(DOCUMENT SECTION):
*** Block opens ***

8 Benefits of the Bird Dog to Make Your Core Strength Take Flight

It's a bird. It's a plane. It's a core-strengthening powerhouse.

Let’s start with a quiz. What’s one exercise that’s often performed poorly, rushed through, or skipped entirely, even though it can help keep your lower back from a world of hurt? If you guessed the bird dog, pass go and collect your $200. The bird dog seems simple to do and might not look like much. But when it comes to your coordination and core stability, the bird dog is a mighty beast.

Years ago, Professor Emeritus of spine biomechanics at the University of Waterloo Dr. Stuart McGill wrote about three exercises to help strengthen the core and prevent lower back pain. The bird dog is one of them (the other two are the side plank and modified curl up, since you were curious).

A person wearing a black tank top and yoga pants performs a bird dog.

*** Block closes ***

(RECORD EXCERPTS):
*** Block opens ***

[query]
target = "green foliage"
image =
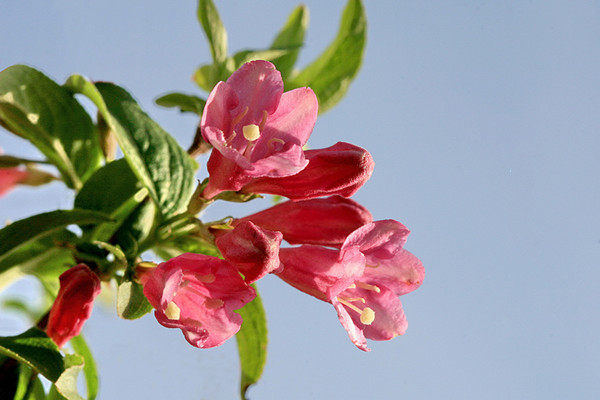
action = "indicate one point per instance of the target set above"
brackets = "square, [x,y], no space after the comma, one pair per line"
[185,102]
[131,302]
[39,110]
[291,37]
[252,343]
[90,372]
[158,161]
[330,75]
[142,201]
[113,190]
[36,350]
[20,233]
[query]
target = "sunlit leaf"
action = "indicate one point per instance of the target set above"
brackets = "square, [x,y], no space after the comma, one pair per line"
[332,72]
[185,102]
[291,38]
[158,161]
[38,109]
[90,371]
[36,350]
[25,231]
[209,18]
[131,302]
[252,343]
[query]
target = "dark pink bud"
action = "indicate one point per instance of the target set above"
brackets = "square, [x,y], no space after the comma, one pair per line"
[340,169]
[79,286]
[325,221]
[252,249]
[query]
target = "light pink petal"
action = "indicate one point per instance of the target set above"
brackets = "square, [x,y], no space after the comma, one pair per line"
[389,321]
[319,271]
[217,112]
[354,332]
[252,250]
[259,86]
[381,239]
[402,273]
[288,161]
[294,119]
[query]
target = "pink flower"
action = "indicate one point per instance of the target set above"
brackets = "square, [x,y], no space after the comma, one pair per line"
[325,221]
[365,295]
[254,251]
[256,129]
[198,294]
[79,286]
[9,177]
[340,169]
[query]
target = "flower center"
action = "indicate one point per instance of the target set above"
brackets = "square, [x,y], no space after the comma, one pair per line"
[172,312]
[251,132]
[367,315]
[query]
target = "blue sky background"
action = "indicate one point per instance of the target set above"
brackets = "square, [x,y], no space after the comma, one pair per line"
[483,121]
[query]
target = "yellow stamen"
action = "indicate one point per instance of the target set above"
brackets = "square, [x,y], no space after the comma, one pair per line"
[172,312]
[263,121]
[251,132]
[239,117]
[367,316]
[363,285]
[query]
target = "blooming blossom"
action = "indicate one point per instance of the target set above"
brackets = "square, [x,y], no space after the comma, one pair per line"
[198,294]
[9,177]
[364,294]
[256,129]
[79,286]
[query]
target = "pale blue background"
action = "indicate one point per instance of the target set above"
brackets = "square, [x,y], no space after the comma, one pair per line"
[483,120]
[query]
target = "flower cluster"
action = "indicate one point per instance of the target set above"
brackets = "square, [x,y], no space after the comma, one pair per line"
[337,253]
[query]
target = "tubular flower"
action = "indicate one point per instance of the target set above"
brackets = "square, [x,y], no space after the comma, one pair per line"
[79,286]
[9,177]
[198,294]
[364,293]
[254,251]
[325,221]
[256,129]
[340,169]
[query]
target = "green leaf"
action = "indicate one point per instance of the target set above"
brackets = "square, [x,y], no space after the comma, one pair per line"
[36,391]
[36,350]
[185,244]
[90,372]
[252,343]
[66,384]
[205,77]
[245,56]
[209,18]
[158,161]
[38,109]
[131,302]
[22,232]
[44,258]
[185,102]
[113,190]
[330,75]
[291,38]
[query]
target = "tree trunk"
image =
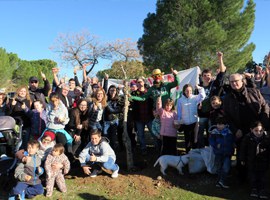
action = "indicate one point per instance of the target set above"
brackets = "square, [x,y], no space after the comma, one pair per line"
[126,139]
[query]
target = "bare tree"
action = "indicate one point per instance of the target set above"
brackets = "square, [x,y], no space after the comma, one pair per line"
[81,48]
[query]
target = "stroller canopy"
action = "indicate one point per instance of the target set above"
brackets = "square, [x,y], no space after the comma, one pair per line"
[7,122]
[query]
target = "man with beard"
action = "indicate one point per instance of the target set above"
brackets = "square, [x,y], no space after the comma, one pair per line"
[160,88]
[243,106]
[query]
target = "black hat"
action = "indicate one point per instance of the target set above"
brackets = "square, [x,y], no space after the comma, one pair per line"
[33,78]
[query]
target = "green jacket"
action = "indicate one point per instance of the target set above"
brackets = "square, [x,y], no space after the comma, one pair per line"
[154,92]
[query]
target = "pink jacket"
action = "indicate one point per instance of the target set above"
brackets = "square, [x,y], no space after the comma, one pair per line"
[167,119]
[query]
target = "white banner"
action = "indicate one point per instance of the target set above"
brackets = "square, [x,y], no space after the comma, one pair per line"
[190,76]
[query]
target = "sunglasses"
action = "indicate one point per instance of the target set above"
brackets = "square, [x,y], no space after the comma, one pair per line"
[157,75]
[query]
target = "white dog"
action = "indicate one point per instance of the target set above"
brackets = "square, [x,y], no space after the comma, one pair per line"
[177,162]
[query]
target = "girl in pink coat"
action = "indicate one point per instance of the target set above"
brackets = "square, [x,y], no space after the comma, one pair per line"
[168,131]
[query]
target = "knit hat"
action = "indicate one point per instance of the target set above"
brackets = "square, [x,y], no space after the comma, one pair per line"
[50,134]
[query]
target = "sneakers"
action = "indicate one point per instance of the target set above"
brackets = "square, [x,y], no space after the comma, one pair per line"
[263,195]
[95,173]
[221,184]
[115,173]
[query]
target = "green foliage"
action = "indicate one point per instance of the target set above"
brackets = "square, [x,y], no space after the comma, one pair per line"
[133,69]
[6,67]
[183,34]
[27,69]
[15,72]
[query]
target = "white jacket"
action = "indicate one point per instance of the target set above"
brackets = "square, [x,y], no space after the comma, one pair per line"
[187,107]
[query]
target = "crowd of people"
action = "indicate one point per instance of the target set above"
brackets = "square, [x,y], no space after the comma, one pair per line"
[84,122]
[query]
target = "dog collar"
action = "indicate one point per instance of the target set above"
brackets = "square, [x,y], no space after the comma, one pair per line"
[180,160]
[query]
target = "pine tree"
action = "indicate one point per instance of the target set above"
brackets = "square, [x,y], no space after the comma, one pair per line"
[183,34]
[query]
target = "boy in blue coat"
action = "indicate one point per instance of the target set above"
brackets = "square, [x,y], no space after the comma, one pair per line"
[222,141]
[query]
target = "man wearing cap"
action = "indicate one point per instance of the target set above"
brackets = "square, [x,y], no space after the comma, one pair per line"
[37,93]
[142,114]
[159,88]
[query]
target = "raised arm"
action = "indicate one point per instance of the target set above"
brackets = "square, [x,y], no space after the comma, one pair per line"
[222,67]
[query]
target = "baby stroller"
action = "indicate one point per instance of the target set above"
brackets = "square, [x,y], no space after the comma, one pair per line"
[10,142]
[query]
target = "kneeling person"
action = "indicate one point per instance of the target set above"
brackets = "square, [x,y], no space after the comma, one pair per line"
[98,151]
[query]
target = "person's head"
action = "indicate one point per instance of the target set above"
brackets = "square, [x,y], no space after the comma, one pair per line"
[257,128]
[78,91]
[95,137]
[33,83]
[215,102]
[221,123]
[112,92]
[82,105]
[71,84]
[100,94]
[95,87]
[65,90]
[2,98]
[94,80]
[58,149]
[157,75]
[32,147]
[38,105]
[133,86]
[54,99]
[236,81]
[206,76]
[187,90]
[22,92]
[169,105]
[140,82]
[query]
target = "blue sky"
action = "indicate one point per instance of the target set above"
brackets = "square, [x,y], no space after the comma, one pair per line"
[29,27]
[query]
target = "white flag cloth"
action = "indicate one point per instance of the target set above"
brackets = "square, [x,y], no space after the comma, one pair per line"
[190,76]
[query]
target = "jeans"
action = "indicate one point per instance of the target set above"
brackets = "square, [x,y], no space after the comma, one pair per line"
[30,190]
[109,164]
[223,164]
[203,125]
[140,132]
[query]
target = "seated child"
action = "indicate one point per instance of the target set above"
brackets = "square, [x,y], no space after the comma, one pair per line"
[255,154]
[222,141]
[28,173]
[53,174]
[100,152]
[46,142]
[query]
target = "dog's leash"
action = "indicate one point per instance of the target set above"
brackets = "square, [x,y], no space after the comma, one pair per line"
[180,160]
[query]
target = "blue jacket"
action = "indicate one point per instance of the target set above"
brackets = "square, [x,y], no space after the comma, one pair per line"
[222,141]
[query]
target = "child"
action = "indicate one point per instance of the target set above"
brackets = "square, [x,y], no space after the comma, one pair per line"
[254,153]
[46,143]
[187,114]
[168,132]
[38,119]
[56,175]
[222,141]
[100,152]
[216,109]
[156,130]
[28,173]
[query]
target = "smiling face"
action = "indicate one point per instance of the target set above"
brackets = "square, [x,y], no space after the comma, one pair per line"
[188,92]
[22,92]
[236,82]
[257,131]
[32,149]
[95,139]
[83,106]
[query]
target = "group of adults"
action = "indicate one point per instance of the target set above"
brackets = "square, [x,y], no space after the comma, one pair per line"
[74,110]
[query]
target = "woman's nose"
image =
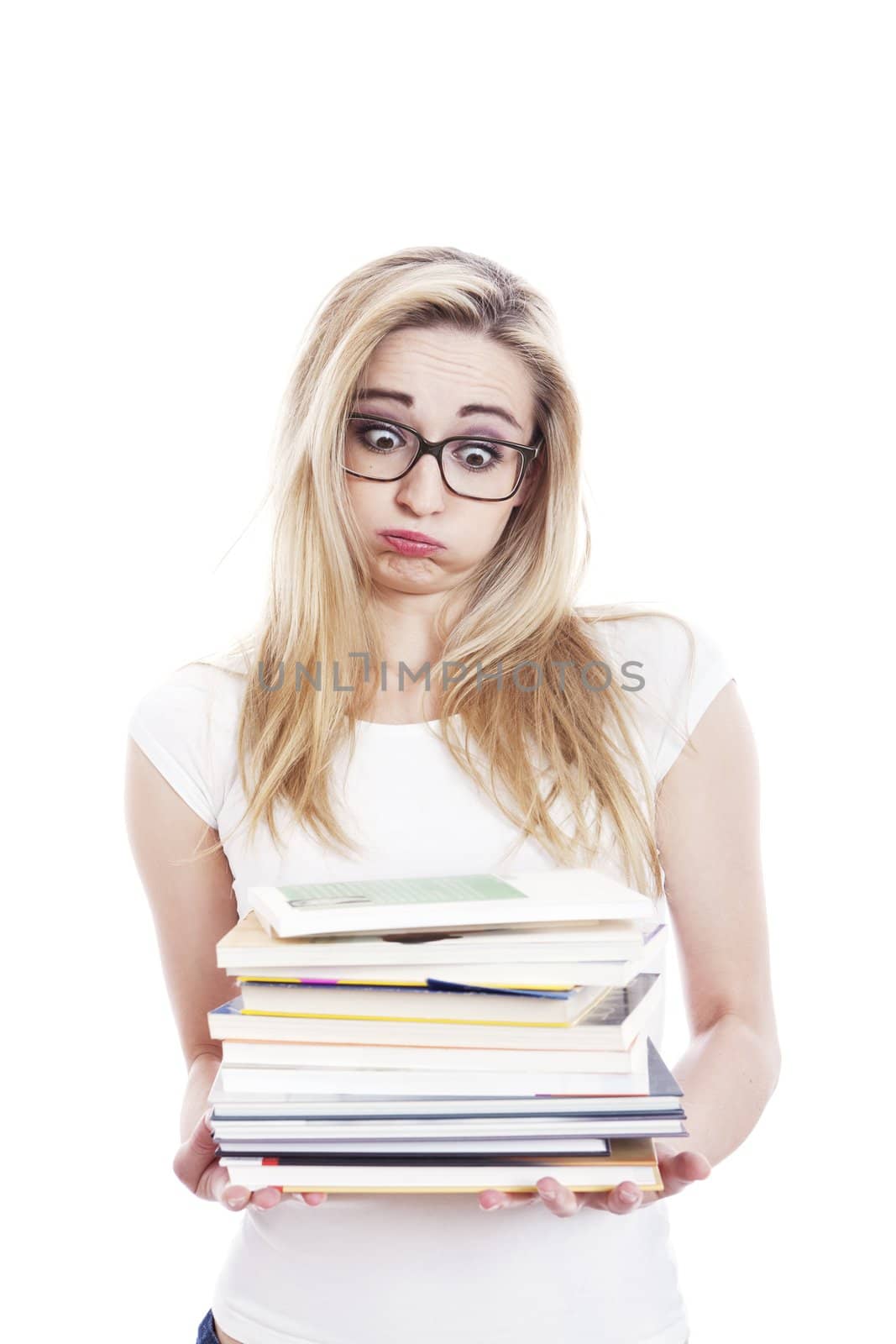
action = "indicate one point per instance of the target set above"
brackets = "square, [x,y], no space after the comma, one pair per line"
[423,487]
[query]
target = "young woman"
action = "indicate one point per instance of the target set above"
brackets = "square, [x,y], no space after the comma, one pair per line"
[517,753]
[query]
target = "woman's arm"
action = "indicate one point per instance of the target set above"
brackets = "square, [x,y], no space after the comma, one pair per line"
[708,837]
[192,906]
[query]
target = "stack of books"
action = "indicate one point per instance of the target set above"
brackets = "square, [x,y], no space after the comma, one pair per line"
[443,1035]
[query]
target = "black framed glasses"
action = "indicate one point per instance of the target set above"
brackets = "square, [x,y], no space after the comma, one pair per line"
[476,468]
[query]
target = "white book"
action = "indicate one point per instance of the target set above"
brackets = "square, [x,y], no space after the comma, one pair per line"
[465,900]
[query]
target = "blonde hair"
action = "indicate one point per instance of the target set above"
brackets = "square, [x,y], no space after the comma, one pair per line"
[516,604]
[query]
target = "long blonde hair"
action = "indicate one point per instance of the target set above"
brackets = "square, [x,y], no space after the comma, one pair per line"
[517,604]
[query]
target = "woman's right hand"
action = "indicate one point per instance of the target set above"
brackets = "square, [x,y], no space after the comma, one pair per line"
[197,1166]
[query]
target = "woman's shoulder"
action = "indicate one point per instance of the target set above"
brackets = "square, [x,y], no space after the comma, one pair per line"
[669,665]
[186,722]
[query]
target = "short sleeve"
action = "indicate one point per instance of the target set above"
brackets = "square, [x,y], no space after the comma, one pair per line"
[679,680]
[186,726]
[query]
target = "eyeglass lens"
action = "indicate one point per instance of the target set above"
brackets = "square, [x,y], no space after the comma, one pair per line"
[472,467]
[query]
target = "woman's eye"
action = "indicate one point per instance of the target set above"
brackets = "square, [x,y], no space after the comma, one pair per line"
[379,438]
[479,457]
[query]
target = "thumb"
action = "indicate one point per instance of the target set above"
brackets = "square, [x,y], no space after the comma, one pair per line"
[195,1156]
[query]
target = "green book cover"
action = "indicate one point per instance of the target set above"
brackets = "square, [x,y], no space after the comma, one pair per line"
[399,891]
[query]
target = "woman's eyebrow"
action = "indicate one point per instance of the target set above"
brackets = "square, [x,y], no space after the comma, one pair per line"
[470,409]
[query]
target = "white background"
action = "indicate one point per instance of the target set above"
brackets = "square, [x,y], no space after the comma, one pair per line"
[705,195]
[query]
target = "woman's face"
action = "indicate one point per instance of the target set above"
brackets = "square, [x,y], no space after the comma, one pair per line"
[434,374]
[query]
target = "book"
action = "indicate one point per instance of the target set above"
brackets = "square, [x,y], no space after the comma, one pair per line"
[629,1159]
[249,948]
[661,1095]
[322,1055]
[465,900]
[389,1003]
[281,1136]
[354,1062]
[429,1082]
[613,1023]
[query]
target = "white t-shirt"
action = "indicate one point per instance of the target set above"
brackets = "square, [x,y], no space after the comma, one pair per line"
[389,1269]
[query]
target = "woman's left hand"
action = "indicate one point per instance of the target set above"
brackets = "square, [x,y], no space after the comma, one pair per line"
[678,1173]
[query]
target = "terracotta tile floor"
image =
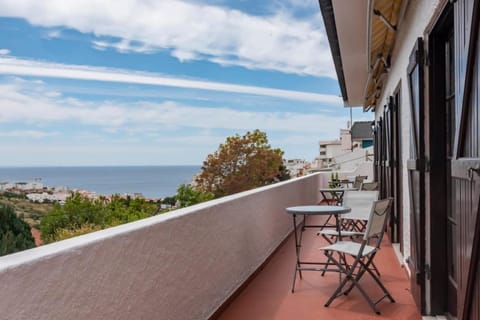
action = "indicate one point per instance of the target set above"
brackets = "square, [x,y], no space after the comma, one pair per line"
[269,295]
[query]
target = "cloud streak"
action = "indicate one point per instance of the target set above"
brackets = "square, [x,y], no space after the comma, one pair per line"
[189,30]
[14,66]
[29,103]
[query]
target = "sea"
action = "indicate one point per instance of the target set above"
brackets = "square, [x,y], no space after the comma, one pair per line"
[150,181]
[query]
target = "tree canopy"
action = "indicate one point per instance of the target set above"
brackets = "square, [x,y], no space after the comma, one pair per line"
[188,196]
[15,234]
[241,163]
[80,215]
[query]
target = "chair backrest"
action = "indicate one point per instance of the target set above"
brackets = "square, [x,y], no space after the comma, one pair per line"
[360,195]
[378,219]
[358,181]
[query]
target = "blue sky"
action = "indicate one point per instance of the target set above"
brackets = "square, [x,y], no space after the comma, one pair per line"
[145,82]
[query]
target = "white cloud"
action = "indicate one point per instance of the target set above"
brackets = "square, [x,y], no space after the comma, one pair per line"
[33,134]
[190,30]
[24,103]
[52,34]
[43,69]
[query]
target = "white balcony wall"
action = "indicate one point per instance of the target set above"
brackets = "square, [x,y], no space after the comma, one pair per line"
[179,265]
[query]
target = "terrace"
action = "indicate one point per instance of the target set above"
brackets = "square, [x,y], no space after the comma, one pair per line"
[187,264]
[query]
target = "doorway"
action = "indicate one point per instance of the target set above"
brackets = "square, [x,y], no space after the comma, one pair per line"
[443,222]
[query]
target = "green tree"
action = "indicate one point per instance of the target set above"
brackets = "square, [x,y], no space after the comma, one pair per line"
[81,215]
[188,196]
[241,163]
[15,234]
[169,200]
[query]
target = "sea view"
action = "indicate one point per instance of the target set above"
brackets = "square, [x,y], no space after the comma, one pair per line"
[151,181]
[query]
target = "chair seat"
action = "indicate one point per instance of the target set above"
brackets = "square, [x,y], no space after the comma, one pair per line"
[334,233]
[351,248]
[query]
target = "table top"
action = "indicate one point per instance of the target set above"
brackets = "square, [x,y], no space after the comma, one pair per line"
[317,210]
[337,189]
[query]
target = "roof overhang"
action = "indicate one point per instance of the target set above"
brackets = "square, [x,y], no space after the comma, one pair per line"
[361,34]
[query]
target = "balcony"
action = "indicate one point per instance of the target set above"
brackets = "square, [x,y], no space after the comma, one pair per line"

*** Block closes ***

(DIRECTIONS FOR THIS TASK): In the bird dog article, which two exercises besides the bird dog did Dr. Stuart McGill write about for strengthening the core and preventing lower back pain?

(YOUR RESPONSE): The side plank and the modified curl up.